Naiara no murió por un castigo desmedido: Naiara murió por nuestra incapacidad, como sociedad, de mirarnos el ombligo y reconocer que lo estamos haciendo como el culo. Porque nos echamos las manos a la cabeza si vemos a un niño de cuatro años pedir teta pero nos parece lo más normal del mundo que un padre o una madre le dé una bofetada a su hijo de dos para corregirlo. Porque si haces un conteo en una tarde de parque las nalgadas ganan a los te quiero en un repugnante cinco a cero.
Lo estamos haciendo mal. ¡Lo estamos haciendo rematadamente mal, joder! Cada vez que abusamos de nuestra posición de poder para darle una bofetada a un niño y, en lugar de reconocer que hemos perdido el control, decimos eso de que “toda la vida ha sido así” o que “a mí me educaron así y salí estupendo”. ¡Y una mierda! No has salido estupendo: has salido igual, que es diferente. Que es, quizá, peor: porque podrías haber mejorado, pero no te ha dado la gana. O no has tenido herramientas, qué sé yo. Pero, como sea, es peor.

# [Ejercicios propuestos]
[1] En el fragmento sobre Naiara, ¿qué marcador se atribuye al conteo de nalgadas frente a los te quiero en una tarde de parque?
[2] Prolonga el fragmento sobre Naiara a partir de su última oración.

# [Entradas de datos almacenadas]
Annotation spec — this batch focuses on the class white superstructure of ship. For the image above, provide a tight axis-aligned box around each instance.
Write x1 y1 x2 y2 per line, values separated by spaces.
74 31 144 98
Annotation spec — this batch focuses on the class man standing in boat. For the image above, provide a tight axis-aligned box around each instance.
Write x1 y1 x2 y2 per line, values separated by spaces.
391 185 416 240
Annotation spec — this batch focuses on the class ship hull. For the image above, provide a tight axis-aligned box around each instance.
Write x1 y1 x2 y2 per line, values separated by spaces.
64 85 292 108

# [Lista de respuestas]
[1] Un cinco a cero a favor de las nalgadas.

[2]
“Toda la vida” se trepanaron cráneos. “Toda la vida” se quemaron brujas. “Toda la vida” los maridos educaron a sus mujeres a bofetadas. “Toda la vida” no es un argumento, es una excusa. Y ni siquiera es una buena excusa. Pero es suficiente para no tener que decir que somos nosotros los que nos estamos equivocando. Ya ni hablar de decir que fueron nuestros padres quienes lo hicieron mal… ¿Cómo reprocharle a un padre o a un hermano que nos diera un bofetón, si lo hizo por nuestro bien?
Podéis seguir buscando excusas. Podéis seguir diciendo que a Naiara la mató su tío. Pero a Naiara LA MATAMOS TODOS. Porque, como sociedad, seguimos tolerando y perpetuando la idea de que la violencia es válida como método educativo. De que “no pasa nada” por abofetearle la cara a un niño, así se le rompa el alma. De que “una hostia a tiempo” resuelve muchos problemas.
A Naiara se los ha resuelto todos.
Y ya sé vuestros argumentos. Me conozco todas las excusas. “No es lo mismo una bofetada que la paliza que le dio este tío a su sobrina”. Claro. Mucha violencia está mal. Poca es tolerable, ¿verdad? ¿Y quién decide cuánta violencia es mucha o poca? Seguro que, antes de que “se le fuera la mano”, a este tipo le parecía que su nivel de violencia era el adecuado a las circunstancias. De hecho, también les parecía el nivel adecuado a la abuela y al padrastro. ¿No veis el problema, coño?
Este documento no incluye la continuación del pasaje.